- _Data for processing_
########
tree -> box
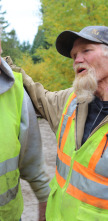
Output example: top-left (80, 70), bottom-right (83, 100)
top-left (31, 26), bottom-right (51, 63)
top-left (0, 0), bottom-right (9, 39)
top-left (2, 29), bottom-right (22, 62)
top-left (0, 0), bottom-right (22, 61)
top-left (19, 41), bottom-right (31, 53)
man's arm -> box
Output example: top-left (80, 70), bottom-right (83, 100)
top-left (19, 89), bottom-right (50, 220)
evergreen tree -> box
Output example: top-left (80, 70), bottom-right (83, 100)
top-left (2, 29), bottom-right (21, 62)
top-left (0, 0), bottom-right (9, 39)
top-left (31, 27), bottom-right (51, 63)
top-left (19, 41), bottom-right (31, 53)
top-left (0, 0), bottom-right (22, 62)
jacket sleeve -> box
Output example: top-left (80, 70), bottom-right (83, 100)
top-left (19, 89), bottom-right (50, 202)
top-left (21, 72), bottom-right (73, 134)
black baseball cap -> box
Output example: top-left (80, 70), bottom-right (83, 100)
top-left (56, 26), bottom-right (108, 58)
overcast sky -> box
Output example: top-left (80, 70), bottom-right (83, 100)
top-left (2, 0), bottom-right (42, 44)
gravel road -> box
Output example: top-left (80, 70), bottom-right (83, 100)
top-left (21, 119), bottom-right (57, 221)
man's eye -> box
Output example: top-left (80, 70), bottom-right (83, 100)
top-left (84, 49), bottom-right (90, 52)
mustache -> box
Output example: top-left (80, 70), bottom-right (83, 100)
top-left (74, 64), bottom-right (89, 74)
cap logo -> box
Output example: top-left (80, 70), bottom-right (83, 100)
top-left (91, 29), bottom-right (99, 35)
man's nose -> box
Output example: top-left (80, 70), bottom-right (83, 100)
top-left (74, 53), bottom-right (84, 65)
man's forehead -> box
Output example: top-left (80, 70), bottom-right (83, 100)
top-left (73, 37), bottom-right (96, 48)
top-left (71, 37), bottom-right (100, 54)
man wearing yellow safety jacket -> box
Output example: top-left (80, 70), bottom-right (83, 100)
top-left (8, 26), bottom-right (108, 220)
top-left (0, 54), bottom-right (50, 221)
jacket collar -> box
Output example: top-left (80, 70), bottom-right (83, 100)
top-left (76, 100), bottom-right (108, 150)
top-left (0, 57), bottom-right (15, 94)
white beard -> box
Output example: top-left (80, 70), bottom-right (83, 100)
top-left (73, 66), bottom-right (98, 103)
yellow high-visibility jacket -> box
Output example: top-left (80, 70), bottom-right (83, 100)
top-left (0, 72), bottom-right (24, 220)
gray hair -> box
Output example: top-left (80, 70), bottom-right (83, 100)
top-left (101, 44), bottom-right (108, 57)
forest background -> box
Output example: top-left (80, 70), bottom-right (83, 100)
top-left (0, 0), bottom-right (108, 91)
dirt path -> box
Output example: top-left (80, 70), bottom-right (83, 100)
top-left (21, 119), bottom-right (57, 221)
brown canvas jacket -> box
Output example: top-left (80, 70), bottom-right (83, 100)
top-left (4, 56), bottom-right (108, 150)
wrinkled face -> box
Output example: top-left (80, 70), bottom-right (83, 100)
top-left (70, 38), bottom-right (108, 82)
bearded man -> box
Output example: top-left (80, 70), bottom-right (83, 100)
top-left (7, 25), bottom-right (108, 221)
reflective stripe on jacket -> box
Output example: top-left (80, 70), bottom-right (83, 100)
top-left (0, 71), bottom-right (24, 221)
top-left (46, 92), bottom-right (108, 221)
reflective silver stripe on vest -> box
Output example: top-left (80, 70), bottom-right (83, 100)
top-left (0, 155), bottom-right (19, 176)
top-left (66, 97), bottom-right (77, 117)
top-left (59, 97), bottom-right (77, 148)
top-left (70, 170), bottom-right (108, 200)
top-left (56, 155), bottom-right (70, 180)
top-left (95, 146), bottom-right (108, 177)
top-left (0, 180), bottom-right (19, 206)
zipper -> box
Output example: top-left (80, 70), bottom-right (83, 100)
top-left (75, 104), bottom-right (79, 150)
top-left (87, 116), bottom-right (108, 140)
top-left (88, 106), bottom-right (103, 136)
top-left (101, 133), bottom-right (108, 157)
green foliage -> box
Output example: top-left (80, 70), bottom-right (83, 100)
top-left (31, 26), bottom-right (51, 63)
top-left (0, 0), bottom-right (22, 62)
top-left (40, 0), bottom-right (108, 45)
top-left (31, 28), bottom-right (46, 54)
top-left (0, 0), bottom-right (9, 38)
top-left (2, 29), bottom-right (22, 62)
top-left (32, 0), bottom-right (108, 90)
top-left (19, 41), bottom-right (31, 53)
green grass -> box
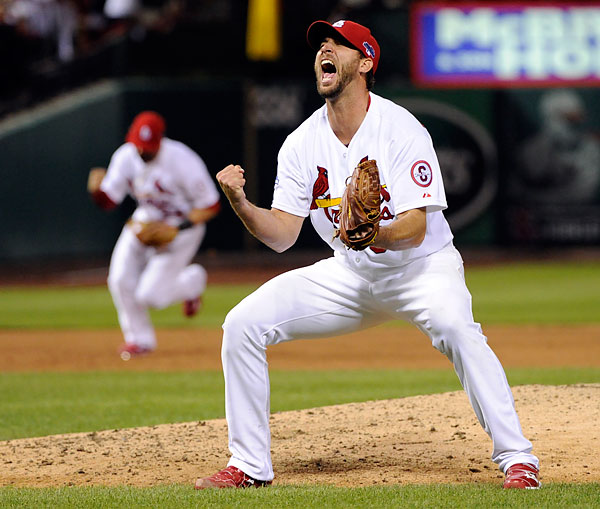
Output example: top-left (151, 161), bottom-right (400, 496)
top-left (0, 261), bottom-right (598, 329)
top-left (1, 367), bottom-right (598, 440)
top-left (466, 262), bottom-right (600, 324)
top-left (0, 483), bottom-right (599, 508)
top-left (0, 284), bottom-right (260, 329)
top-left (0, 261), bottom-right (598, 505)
########
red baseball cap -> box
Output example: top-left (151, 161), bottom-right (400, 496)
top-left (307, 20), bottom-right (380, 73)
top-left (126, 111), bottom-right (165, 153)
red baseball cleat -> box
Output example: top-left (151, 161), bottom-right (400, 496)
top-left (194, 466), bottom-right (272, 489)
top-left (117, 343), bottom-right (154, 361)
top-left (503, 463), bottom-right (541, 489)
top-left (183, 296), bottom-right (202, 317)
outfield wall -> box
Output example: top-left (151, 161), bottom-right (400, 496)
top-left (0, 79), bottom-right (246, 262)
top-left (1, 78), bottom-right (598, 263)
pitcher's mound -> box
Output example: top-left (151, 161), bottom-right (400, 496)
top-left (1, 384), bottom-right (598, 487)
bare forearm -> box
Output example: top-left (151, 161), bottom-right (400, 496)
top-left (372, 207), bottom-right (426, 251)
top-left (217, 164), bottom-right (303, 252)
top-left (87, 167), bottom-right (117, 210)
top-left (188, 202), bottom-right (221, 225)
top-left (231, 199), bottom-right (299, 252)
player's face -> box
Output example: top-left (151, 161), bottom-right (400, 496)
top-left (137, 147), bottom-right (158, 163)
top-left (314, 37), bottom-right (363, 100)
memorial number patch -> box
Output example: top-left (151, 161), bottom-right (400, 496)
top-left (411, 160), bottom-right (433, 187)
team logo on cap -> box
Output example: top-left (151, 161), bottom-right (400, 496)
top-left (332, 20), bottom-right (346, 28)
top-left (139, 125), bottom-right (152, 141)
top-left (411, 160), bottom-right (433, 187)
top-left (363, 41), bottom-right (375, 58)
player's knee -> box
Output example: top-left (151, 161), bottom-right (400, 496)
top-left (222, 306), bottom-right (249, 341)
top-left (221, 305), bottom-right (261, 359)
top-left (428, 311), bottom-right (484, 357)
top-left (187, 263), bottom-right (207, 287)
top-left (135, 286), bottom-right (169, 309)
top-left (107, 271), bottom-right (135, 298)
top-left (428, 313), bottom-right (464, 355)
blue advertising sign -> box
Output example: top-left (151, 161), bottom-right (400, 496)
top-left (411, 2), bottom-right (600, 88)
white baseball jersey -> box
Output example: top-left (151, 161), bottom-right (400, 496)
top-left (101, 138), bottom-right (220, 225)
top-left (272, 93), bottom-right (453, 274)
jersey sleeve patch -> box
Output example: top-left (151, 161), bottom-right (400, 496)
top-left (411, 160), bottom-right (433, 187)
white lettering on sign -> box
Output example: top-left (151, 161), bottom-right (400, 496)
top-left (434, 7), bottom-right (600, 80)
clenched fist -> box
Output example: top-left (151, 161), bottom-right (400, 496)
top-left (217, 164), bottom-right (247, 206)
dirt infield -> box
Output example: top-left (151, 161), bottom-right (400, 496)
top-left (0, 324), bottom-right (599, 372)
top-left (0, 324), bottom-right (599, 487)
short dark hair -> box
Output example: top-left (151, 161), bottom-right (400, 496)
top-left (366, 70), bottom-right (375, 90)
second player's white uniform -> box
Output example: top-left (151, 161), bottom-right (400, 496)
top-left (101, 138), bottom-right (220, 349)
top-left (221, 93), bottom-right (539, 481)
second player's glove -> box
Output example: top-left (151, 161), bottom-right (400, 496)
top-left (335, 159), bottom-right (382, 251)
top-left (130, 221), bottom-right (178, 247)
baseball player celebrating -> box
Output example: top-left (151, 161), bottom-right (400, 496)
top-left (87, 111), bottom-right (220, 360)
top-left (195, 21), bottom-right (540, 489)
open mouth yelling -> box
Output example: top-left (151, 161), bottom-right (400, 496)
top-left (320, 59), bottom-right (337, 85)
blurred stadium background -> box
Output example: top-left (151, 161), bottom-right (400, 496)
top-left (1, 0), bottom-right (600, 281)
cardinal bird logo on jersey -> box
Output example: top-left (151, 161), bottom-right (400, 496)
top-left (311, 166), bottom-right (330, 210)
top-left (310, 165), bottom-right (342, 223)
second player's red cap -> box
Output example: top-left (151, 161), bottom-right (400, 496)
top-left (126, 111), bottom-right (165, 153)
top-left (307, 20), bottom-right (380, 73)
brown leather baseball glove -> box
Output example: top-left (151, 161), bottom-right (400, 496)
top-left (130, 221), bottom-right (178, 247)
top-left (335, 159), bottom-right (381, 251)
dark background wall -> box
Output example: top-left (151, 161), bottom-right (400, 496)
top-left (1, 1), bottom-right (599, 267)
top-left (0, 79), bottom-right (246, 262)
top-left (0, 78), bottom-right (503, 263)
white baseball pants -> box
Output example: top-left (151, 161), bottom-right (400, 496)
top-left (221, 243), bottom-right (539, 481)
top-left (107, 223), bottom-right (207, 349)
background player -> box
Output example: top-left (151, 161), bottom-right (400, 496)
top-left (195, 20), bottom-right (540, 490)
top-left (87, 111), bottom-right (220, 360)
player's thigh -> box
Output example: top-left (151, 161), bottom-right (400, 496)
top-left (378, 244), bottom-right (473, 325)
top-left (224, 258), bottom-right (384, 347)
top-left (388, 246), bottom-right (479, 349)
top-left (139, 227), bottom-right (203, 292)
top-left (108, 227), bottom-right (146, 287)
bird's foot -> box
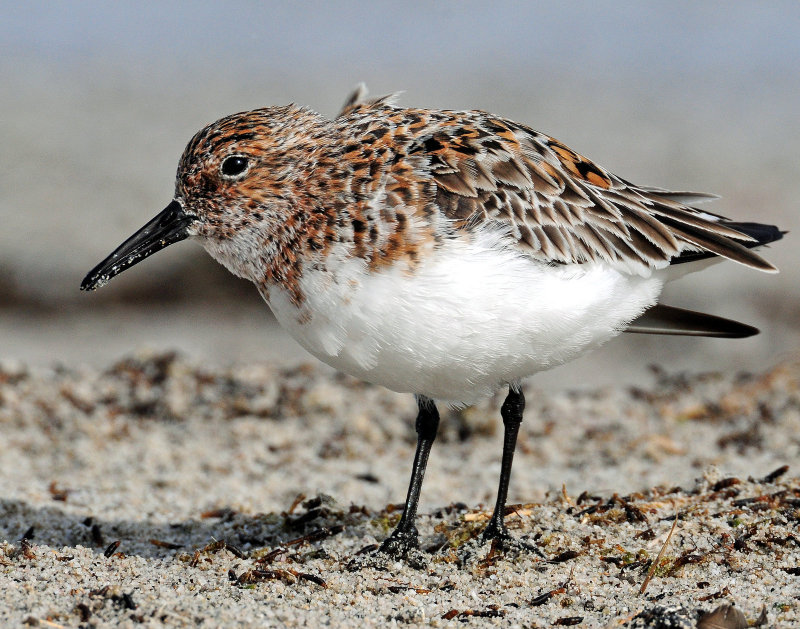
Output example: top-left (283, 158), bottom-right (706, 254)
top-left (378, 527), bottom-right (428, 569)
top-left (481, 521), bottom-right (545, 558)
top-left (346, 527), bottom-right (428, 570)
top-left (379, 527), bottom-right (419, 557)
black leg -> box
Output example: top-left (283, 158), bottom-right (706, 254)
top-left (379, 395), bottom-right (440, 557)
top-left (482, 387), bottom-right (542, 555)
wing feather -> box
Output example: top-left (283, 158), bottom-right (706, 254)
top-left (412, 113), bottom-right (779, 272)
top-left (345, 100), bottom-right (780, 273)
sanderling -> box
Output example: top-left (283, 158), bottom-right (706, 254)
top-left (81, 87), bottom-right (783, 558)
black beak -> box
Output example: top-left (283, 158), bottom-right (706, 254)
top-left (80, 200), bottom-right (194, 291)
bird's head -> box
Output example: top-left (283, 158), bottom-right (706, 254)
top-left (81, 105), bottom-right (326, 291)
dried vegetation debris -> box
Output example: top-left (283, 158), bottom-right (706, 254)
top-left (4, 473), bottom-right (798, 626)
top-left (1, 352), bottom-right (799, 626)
########
- _Required work_
The line above containing "blue advertising sign -> box", the line containing "second player's red cap -> box", and every line between them are to be transcribed exactly; no other line is wanted.

- _Solution_
blue advertising sign -> box
Output example: top-left (151, 161), bottom-right (400, 496)
top-left (411, 2), bottom-right (600, 88)
white baseball jersey -> box
Output example: top-left (151, 161), bottom-right (400, 496)
top-left (101, 138), bottom-right (220, 225)
top-left (272, 93), bottom-right (453, 274)
jersey sleeve patch -> box
Output example: top-left (151, 161), bottom-right (400, 496)
top-left (411, 160), bottom-right (433, 187)
white lettering on sign -> box
Output example: top-left (151, 161), bottom-right (400, 496)
top-left (434, 7), bottom-right (600, 80)
clenched fist -> box
Output example: top-left (151, 161), bottom-right (400, 496)
top-left (217, 164), bottom-right (247, 206)
dirt infield -> box
Output example: top-left (151, 161), bottom-right (400, 496)
top-left (0, 324), bottom-right (599, 372)
top-left (0, 324), bottom-right (599, 487)
short dark hair -> box
Output example: top-left (151, 161), bottom-right (400, 496)
top-left (366, 70), bottom-right (375, 90)
second player's white uniform -> box
Output example: top-left (151, 161), bottom-right (400, 496)
top-left (101, 138), bottom-right (220, 349)
top-left (221, 93), bottom-right (539, 481)
second player's glove -> box
Output example: top-left (151, 161), bottom-right (400, 496)
top-left (335, 159), bottom-right (382, 251)
top-left (130, 221), bottom-right (178, 247)
baseball player celebrating -> box
Output example: top-left (151, 161), bottom-right (400, 496)
top-left (87, 111), bottom-right (220, 360)
top-left (195, 21), bottom-right (540, 489)
open mouth yelling -> box
Output example: top-left (151, 161), bottom-right (400, 496)
top-left (320, 59), bottom-right (337, 85)
blurred stadium background -> box
Output example: top-left (151, 161), bottom-right (400, 496)
top-left (1, 0), bottom-right (600, 281)
cardinal bird logo on jersey -> box
Output example: top-left (151, 161), bottom-right (400, 496)
top-left (311, 166), bottom-right (330, 210)
top-left (310, 165), bottom-right (342, 223)
second player's red cap -> box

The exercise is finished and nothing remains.